● Directive
Copy everything from "Hi Minoura, I" down to "side (C and R)." in the thread about the servfail cache patch.

Hi Minoura, I think this may be because you have prefetch enabled (do you?), if so, it could be the patch below. That would stop prefetch failures from wiping out valid existing data. Best regards, Wouter Index: iterator/iterator.c =================================================================== --- iterator/iterator.c (revision 4974) +++ iterator/iterator.c (working copy) @@ -292,7 +292,7 @@ if(!qstate->no_cache_store) { /* store in cache */ struct reply_info err; - if(qstate->prefetch_leeway > NORR_TTL) { + if(qstate->prefetch_leeway > 0) { verbose(VERB_ALGO, "error response for prefetch in cache"); /* attempt to adjust the cache entry prefetch */ if(dns_cache_prefetch_adjust(qstate->env, &qstate->qinfo,
Thank you for comment. We do not enable prefetch (default is no, isn't it?) on both side (C and R).
Hi Minoura, Yes the default is off for prefetch. Thanks for telling me the config setting. I think this may be the fix you need. It simply checks if already a good cache entry exists before putting servfail in the cache. Best regards, Wouter Index: iterator/iterator.c =================================================================== --- iterator/iterator.c (revision 4981) +++ iterator/iterator.c (working copy) @@ -292,7 +292,7 @@ if(!qstate->no_cache_store) { /* store in cache */ struct reply_info err; - if(qstate->prefetch_leeway > 0) { + if(qstate->prefetch_leeway > NORR_TTL) { verbose(VERB_ALGO, "error response for prefetch in cache"); /* attempt to adjust the cache entry prefetch */ if(dns_cache_prefetch_adjust(qstate->env, &qstate->qinfo, @@ -327,6 +327,29 @@ /* serving expired contents, but nothing is cached * at all, so the servfail cache entry is useful * (stops waste of time on this servfail NORR_TTL) */ + } else { + /* don't overwrite existing (non-expired) data in + * cache with a servfail */ + struct msgreply_entry* msg; + if((msg=msg_cache_lookup(qstate->env, + qstate->qinfo.qname, qstate->qinfo.qname_len, + qstate->qinfo.qtype, qstate->qinfo.qclass, + qstate->query_flags, *qstate->env->now, 0)) + != NULL) { + struct reply_info* rep = (struct reply_info*) + msg->entry.data; + if(FLAGS_GET_RCODE(rep->flags) == + LDNS_RCODE_NOERROR || + FLAGS_GET_RCODE(rep->flags) == + LDNS_RCODE_NXDOMAIN) { + /* we have a good entry, + * don't overwrite */ + lock_rw_unlock(&msg->entry.lock); + return error_response(qstate, id, rcode); + } + lock_rw_unlock(&msg->entry.lock); + } + } memset(&err, 0, sizeof(err)); err.flags = (uint16_t)(BIT_QR | BIT_RA);
Thank you for the patch! I'll try it.

● Entries drawn from a collection
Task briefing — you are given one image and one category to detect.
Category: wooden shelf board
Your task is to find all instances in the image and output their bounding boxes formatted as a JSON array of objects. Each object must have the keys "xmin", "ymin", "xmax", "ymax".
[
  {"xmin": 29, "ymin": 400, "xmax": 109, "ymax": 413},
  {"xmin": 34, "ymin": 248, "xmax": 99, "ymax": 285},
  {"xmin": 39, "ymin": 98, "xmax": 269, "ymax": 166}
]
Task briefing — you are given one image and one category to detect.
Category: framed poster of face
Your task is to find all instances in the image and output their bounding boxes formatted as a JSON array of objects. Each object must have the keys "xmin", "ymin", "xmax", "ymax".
---
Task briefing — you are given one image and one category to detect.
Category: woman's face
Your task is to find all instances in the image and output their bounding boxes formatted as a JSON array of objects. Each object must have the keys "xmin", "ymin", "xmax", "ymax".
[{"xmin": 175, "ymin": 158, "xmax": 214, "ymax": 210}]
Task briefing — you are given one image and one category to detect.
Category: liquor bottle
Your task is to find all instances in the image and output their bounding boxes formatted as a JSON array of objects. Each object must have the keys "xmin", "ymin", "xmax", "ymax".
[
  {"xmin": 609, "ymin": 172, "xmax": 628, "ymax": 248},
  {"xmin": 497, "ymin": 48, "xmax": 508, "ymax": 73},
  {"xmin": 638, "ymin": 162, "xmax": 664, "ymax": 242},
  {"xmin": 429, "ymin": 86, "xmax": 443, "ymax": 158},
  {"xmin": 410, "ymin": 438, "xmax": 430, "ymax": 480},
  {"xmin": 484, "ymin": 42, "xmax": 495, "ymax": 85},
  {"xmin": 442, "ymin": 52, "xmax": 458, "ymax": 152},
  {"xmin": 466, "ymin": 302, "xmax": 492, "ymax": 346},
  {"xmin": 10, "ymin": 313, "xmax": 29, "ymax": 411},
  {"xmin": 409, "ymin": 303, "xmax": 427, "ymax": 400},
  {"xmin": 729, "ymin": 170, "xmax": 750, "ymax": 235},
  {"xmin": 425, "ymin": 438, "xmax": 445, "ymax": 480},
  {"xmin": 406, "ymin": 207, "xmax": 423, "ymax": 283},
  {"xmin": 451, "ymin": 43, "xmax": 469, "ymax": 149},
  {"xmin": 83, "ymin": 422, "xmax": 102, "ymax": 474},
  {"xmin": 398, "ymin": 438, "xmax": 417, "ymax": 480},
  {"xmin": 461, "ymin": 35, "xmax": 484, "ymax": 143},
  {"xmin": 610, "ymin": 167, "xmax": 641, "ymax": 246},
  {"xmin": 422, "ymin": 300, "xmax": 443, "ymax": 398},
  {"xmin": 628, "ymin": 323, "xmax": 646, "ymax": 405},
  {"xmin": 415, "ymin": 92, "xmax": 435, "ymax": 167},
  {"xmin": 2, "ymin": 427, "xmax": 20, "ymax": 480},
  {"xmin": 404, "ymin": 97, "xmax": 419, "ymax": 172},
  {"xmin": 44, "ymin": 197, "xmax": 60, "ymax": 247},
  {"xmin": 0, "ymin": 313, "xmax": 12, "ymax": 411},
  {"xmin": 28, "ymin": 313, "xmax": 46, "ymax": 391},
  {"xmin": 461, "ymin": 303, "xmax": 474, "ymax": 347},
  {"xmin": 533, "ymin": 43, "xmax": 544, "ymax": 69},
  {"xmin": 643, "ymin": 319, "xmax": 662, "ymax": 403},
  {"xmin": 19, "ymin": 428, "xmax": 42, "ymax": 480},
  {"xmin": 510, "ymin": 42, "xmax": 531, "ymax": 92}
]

● Output for this task
Hi Minoura, I think this may be because you have prefetch enabled (do you?), if so, it could be the patch below. That would stop prefetch failures from wiping out valid existing data. Best regards, Wouter Index: iterator/iterator.c =================================================================== --- iterator/iterator.c (revision 4974) +++ iterator/iterator.c (working copy) @@ -292,7 +292,7 @@ if(!qstate->no_cache_store) { /* store in cache */ struct reply_info err; - if(qstate->prefetch_leeway > NORR_TTL) { + if(qstate->prefetch_leeway > 0) { verbose(VERB_ALGO, "error response for prefetch in cache"); /* attempt to adjust the cache entry prefetch */ if(dns_cache_prefetch_adjust(qstate->env, &qstate->qinfo,
Thank you for comment. We do not enable prefetch (default is no, isn't it?) on both side (C and R).